• AUSWAHL
Gretel Adorno und Walter Benjamins Briefwechsel

Schreibe doch recht schnell!

Es sind kurze Nachrichten und ausführliche Schilderungen, verschmitzte, humorvolle, fürsorgliche, müde und verzagte Texte, die den Briefwechsel zwischen Walter Benjamin und der promovierten Chemikerin Gretel Adorno bestimmen.

Die promovierte Chemikerin Margarete Karplus, geboren 1902, begegnete Walter Benjamin in den späten 1920er Jahren durch Vermittlung ihres Verlobten Theodor Wiesengrund Adorno, der häufig nach Berlin kam und Gretel, wie sie sich selbst nannte, in den Kreis um Walter Benjamin, Ernst Bloch, Kurt Weill, Hanns Eisler und Bertolt Brecht einführte. Zwischen Walter Benjamin und Gretel Karplus entwickelte sich ein besonderes Vertrauensverhältnis, dokumentiert durch ihren Briefwechsel, der sich ab 1933, nachdem Gretel Benjamin dringend zur Emigration nach Paris geraten hatte, intensivierte.

Detlef und Felicitas

Um in Deutschland noch publizieren zu können, hatte Walter Benjamin für seine Arbeiten das Pseudonym Detlef Holz gewählt. Mit diesem Vornamen sprach Gretel ihn in ihren Briefen an. Sie selbst unterzeichnete mit "Felicitas" in Anspielung auf die gleichnamige Figur in dem Bühnenstück "Ein Mantel, ein Hut, ein Handschuh" von Walter Speyer, an dem Benjamin mitgearbeitet hatte. Benjamin greift den Spielball auf, und die Beziehung zwischen diesen Alter Egos ist für Gretel "vielleicht das Festeste, was ich habe, das Einzige, worauf ich mich verlassen möchte, ohne immer ängstlich und wachsam sein zu müssen".

• GESPEICHERTE DATENSÄTZE
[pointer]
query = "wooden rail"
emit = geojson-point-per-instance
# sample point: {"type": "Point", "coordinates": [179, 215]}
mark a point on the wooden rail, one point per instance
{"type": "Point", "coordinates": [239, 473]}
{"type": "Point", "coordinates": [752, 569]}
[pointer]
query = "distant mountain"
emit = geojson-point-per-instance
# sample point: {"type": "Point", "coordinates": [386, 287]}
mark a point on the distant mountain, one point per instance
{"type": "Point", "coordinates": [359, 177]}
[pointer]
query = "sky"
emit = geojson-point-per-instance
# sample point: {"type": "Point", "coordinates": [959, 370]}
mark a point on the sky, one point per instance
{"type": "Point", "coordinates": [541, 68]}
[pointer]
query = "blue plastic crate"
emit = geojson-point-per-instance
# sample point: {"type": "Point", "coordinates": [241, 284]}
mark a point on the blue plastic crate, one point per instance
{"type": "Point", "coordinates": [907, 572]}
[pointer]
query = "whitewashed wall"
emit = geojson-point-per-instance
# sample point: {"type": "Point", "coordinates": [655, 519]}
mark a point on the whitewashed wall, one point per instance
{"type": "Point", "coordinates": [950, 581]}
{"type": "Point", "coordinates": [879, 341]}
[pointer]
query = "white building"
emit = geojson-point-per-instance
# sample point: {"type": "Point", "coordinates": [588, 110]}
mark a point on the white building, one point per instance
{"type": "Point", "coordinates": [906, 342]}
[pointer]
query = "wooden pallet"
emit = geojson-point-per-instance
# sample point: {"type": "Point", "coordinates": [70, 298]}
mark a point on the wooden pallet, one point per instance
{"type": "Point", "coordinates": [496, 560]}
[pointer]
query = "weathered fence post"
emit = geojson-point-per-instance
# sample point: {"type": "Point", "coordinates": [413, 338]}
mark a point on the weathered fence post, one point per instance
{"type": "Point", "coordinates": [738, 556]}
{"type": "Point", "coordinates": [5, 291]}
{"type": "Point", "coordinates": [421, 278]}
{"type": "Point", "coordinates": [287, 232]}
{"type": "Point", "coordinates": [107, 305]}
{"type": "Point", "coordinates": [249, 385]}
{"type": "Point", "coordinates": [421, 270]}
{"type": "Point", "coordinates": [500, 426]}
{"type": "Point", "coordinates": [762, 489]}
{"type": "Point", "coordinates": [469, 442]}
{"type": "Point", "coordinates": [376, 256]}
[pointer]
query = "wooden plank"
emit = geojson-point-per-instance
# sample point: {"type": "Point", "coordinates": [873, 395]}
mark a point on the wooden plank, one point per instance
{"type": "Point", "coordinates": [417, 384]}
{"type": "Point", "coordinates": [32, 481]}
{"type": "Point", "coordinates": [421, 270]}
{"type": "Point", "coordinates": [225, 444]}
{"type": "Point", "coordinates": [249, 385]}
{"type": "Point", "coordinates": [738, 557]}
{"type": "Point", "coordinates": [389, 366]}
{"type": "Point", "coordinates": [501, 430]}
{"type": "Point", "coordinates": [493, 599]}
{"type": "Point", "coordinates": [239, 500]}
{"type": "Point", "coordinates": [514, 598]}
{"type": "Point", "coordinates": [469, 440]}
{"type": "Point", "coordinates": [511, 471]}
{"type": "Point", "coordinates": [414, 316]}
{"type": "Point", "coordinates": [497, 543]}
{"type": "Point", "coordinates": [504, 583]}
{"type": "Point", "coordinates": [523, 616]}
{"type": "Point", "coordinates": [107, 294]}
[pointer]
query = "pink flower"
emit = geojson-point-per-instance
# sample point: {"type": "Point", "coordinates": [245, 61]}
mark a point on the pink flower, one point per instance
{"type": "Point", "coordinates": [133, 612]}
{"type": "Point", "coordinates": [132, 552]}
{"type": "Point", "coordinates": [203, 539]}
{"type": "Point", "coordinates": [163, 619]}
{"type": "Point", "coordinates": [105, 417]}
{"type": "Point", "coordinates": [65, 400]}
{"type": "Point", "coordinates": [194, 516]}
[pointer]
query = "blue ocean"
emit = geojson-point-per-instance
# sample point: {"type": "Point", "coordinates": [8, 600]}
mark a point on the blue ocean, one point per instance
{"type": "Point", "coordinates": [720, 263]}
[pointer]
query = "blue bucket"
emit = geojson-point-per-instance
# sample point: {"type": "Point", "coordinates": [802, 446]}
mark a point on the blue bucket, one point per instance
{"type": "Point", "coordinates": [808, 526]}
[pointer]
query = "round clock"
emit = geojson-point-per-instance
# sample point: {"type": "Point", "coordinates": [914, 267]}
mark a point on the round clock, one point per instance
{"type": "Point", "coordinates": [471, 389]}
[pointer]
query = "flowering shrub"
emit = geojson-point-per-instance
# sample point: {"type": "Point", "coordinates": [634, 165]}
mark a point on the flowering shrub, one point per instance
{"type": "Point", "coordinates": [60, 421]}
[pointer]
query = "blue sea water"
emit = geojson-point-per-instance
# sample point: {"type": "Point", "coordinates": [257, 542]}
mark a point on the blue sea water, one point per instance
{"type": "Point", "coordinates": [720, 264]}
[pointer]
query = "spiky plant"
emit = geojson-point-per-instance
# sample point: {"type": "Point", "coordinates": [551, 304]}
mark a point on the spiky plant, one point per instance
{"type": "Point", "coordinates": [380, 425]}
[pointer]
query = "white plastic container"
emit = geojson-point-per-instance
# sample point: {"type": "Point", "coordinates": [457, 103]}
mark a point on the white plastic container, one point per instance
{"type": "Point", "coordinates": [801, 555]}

• ARBEITSANWEISUNG
Welches Pseudonym wählte Walter Benjamin laut dem Text über seinen Briefwechsel mit Gretel Adorno, um in Deutschland noch publizieren zu können? Die Datensätze haben einen anderen Ursprung als der Text.

• ANTWORT ZUR AUFGABE
Detlef Holz